---- Material to process

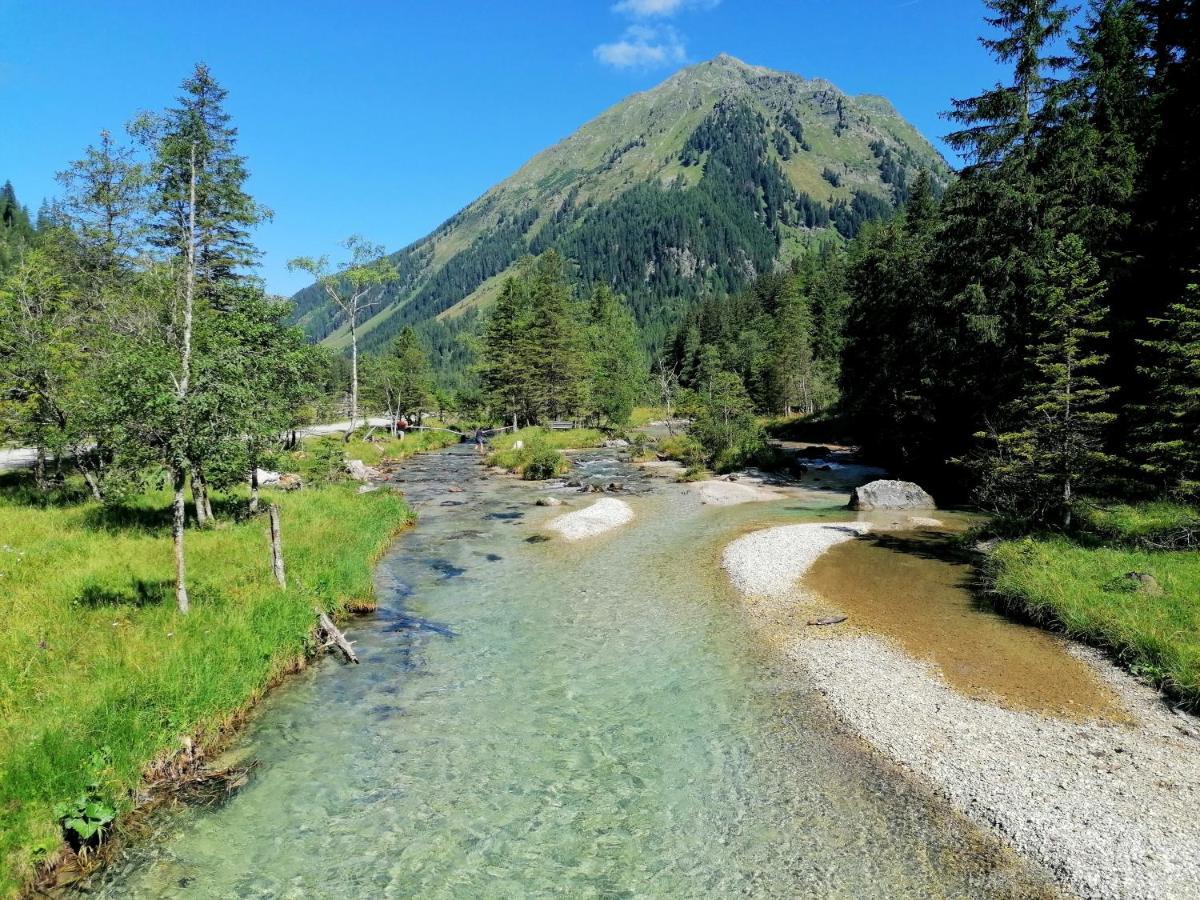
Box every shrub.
[659,434,704,466]
[521,446,570,481]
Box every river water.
[88,446,1042,898]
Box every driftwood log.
[809,616,850,625]
[268,503,288,588]
[317,610,359,665]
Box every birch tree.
[288,234,396,433]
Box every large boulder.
[850,480,937,510]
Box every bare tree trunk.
[170,468,188,613]
[76,466,104,503]
[350,319,359,433]
[192,470,209,528]
[250,465,258,516]
[266,503,288,588]
[34,444,49,491]
[170,142,196,614]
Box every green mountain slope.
[294,54,950,349]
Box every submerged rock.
[1124,572,1163,596]
[848,480,937,510]
[346,460,378,481]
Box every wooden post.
[316,610,359,665]
[268,503,288,588]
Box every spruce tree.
[479,270,534,427]
[141,62,270,294]
[1136,284,1200,502]
[588,284,646,426]
[947,0,1072,166]
[976,235,1114,528]
[527,251,588,419]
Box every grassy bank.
[487,427,605,478]
[0,476,410,896]
[989,504,1200,710]
[283,430,460,481]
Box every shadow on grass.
[76,578,175,610]
[84,497,246,533]
[0,472,91,509]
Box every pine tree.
[479,266,534,427]
[769,283,817,415]
[588,284,646,426]
[947,0,1070,166]
[527,251,588,419]
[134,64,270,294]
[976,235,1114,528]
[1138,284,1200,502]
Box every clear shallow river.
[90,448,1040,898]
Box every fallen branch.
[317,610,359,665]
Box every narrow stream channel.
[88,448,1044,898]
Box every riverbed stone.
[346,460,374,481]
[848,479,937,510]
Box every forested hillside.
[0,181,34,275]
[294,55,949,360]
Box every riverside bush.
[988,535,1200,710]
[521,446,570,481]
[0,475,412,896]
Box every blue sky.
[0,0,1022,293]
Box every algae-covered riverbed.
[91,448,1046,898]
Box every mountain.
[293,54,950,349]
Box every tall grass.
[0,476,412,895]
[487,427,605,478]
[989,506,1200,710]
[288,430,461,479]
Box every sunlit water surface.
[91,448,1039,898]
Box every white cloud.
[612,0,721,19]
[593,24,688,68]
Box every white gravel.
[724,522,1200,900]
[685,480,782,506]
[787,635,1200,898]
[721,522,871,598]
[546,497,634,541]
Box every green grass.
[288,431,460,481]
[0,476,412,896]
[1084,500,1200,548]
[629,407,667,428]
[487,427,605,474]
[988,504,1200,710]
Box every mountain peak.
[709,53,750,68]
[288,53,950,348]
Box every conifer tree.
[288,234,396,439]
[479,270,534,428]
[588,284,646,425]
[769,284,817,415]
[947,0,1070,166]
[976,235,1114,528]
[1139,284,1200,502]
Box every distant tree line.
[479,251,647,426]
[841,0,1200,524]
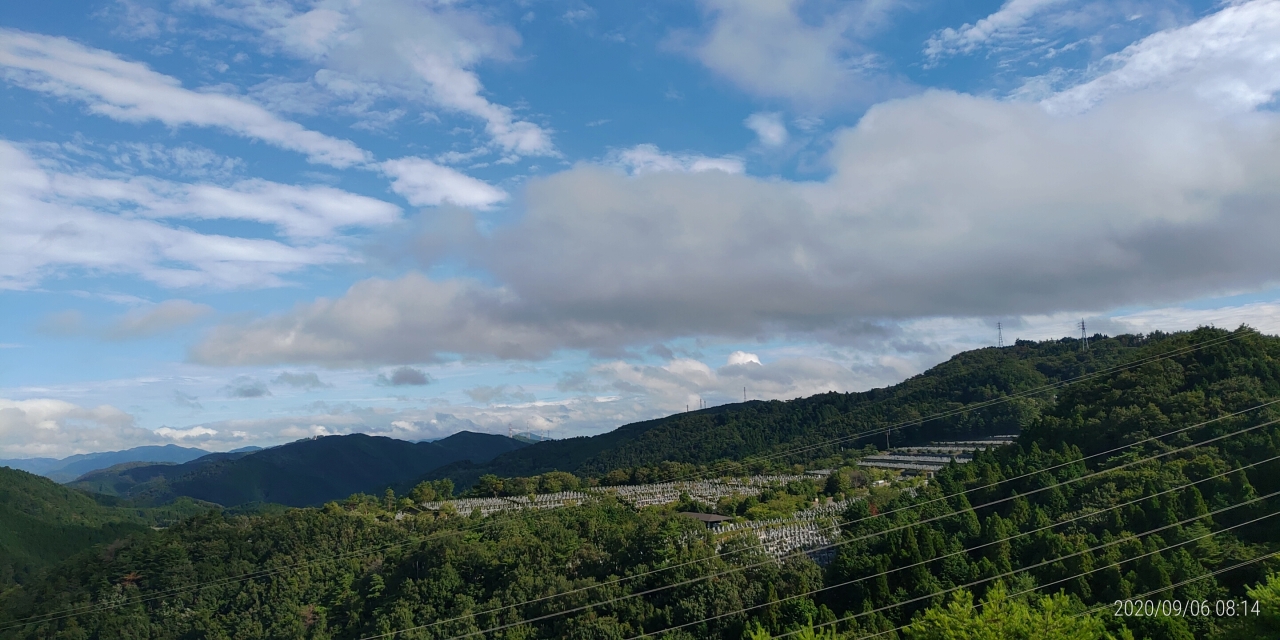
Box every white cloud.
[192,0,556,155]
[675,0,901,110]
[0,29,369,168]
[0,141,384,288]
[52,174,401,238]
[156,426,218,440]
[591,352,869,412]
[381,157,507,209]
[1043,0,1280,113]
[193,85,1280,364]
[0,398,163,457]
[924,0,1064,60]
[1107,302,1280,335]
[105,300,214,340]
[193,1,1280,364]
[742,111,787,147]
[608,145,746,175]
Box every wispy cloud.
[0,29,370,166]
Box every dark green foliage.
[0,467,202,591]
[429,332,1172,486]
[74,431,526,507]
[0,499,829,637]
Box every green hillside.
[0,467,202,589]
[428,330,1198,486]
[70,431,526,507]
[0,330,1280,640]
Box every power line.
[353,399,1280,630]
[849,547,1280,640]
[432,409,1280,640]
[773,499,1280,640]
[627,471,1280,640]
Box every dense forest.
[70,431,527,507]
[0,329,1280,640]
[428,333,1187,486]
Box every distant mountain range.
[0,444,241,483]
[0,467,207,593]
[428,334,1162,488]
[69,431,529,507]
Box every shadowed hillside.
[0,467,202,590]
[72,431,527,507]
[428,329,1228,486]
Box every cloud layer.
[0,29,369,168]
[0,140,399,289]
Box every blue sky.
[0,0,1280,457]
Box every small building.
[677,511,733,529]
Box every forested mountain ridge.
[428,330,1198,486]
[0,330,1280,640]
[70,431,527,507]
[0,467,204,591]
[0,444,209,483]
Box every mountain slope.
[0,444,209,483]
[0,468,202,590]
[72,431,526,507]
[428,329,1239,486]
[0,332,1280,640]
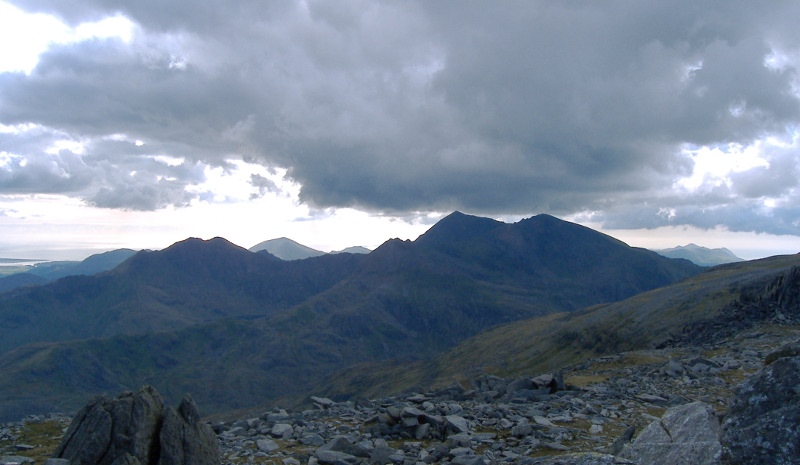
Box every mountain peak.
[249,237,325,260]
[656,243,743,266]
[414,211,505,247]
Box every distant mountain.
[331,245,372,254]
[0,212,701,418]
[0,249,136,292]
[0,273,50,293]
[316,254,800,401]
[0,238,363,352]
[249,237,325,260]
[655,244,744,266]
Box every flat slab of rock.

--------

◆ Aim of the task: Show every line above that contains the string "cloud", matching its case exactly.

◆ Task answer:
Box every white cloud.
Box every white cloud.
Box every wispy cloud.
Box every cloud layer.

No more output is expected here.